**ABOUT THIS EXERCISE**
Repeat every record below, word for word.

Start of SUPPLIED MATERIAL

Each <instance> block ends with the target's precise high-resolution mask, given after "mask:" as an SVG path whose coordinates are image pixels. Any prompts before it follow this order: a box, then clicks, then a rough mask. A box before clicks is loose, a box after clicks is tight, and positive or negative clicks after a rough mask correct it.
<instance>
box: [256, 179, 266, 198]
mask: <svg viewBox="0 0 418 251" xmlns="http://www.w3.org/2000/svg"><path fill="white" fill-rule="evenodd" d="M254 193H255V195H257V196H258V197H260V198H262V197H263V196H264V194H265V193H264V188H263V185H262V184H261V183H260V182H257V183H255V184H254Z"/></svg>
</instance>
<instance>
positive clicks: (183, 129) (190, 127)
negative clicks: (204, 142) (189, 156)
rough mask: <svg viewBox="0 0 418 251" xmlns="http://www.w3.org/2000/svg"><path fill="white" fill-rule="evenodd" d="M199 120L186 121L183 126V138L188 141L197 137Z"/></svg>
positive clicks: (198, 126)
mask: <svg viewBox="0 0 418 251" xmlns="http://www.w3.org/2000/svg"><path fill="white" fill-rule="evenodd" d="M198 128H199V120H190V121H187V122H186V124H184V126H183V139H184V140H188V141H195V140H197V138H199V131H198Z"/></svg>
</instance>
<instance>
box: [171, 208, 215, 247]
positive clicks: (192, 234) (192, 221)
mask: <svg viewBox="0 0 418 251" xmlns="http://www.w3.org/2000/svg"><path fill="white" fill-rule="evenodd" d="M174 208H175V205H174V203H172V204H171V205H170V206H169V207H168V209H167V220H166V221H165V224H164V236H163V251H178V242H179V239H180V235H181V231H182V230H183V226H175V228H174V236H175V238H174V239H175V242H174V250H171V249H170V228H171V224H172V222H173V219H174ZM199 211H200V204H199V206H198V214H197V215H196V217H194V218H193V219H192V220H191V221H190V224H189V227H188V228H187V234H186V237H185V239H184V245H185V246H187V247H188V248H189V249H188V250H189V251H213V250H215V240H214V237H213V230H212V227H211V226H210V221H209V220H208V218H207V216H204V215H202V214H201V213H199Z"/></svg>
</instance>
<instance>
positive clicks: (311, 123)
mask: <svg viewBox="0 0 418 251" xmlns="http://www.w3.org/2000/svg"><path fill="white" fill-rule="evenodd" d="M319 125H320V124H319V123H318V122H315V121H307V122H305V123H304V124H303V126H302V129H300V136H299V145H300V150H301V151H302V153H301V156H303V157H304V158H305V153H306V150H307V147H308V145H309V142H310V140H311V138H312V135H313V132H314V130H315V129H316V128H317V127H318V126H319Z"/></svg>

End of SUPPLIED MATERIAL

**RESULT OF THIS TASK**
Each <instance> block ends with the target's precise high-resolution mask, given after "mask:" as an SVG path whose coordinates are image pixels. Any prompts before it follow this order: a box, then clicks, then a rough mask. A box before clicks is loose, a box after clicks is tight, and positive or negative clicks after a rough mask correct it.
<instance>
box: [256, 179, 266, 198]
mask: <svg viewBox="0 0 418 251" xmlns="http://www.w3.org/2000/svg"><path fill="white" fill-rule="evenodd" d="M254 193H255V195H257V196H258V197H260V198H262V197H263V196H264V194H265V193H264V188H263V185H262V184H261V183H260V182H257V183H255V184H254Z"/></svg>
</instance>
<instance>
positive clicks: (183, 129) (190, 127)
negative clicks: (204, 142) (189, 156)
rough mask: <svg viewBox="0 0 418 251" xmlns="http://www.w3.org/2000/svg"><path fill="white" fill-rule="evenodd" d="M199 120L186 121L183 126V138L188 141L197 137Z"/></svg>
positive clicks: (198, 126)
mask: <svg viewBox="0 0 418 251" xmlns="http://www.w3.org/2000/svg"><path fill="white" fill-rule="evenodd" d="M198 128H199V120H190V121H187V122H186V124H184V126H183V139H184V140H188V141H195V140H197V138H199V131H198Z"/></svg>
</instance>
<instance>
box: [171, 208, 215, 247]
positive clicks: (192, 234) (192, 221)
mask: <svg viewBox="0 0 418 251" xmlns="http://www.w3.org/2000/svg"><path fill="white" fill-rule="evenodd" d="M174 208H175V205H174V203H172V204H171V205H170V206H169V207H168V209H167V220H166V221H165V224H164V236H163V251H178V242H179V239H180V235H181V231H182V230H183V226H175V228H174V236H175V238H174V239H175V242H174V250H171V249H170V228H171V224H172V222H173V219H174ZM199 211H200V204H199V206H198V214H197V215H196V217H194V218H193V219H192V220H191V221H190V224H189V227H188V228H187V234H186V237H185V239H184V245H185V246H187V247H188V248H189V249H188V250H189V251H213V250H215V240H214V237H213V230H212V227H211V226H210V221H209V220H208V218H207V216H204V215H202V214H201V213H199Z"/></svg>
</instance>
<instance>
positive clicks: (311, 123)
mask: <svg viewBox="0 0 418 251" xmlns="http://www.w3.org/2000/svg"><path fill="white" fill-rule="evenodd" d="M319 125H320V124H319V123H318V122H315V121H307V122H305V123H304V124H303V126H302V129H300V136H299V145H300V150H301V151H302V153H301V156H303V157H304V158H305V153H306V150H307V147H308V145H309V142H310V140H311V138H312V135H313V132H314V130H315V129H316V128H317V127H318V126H319Z"/></svg>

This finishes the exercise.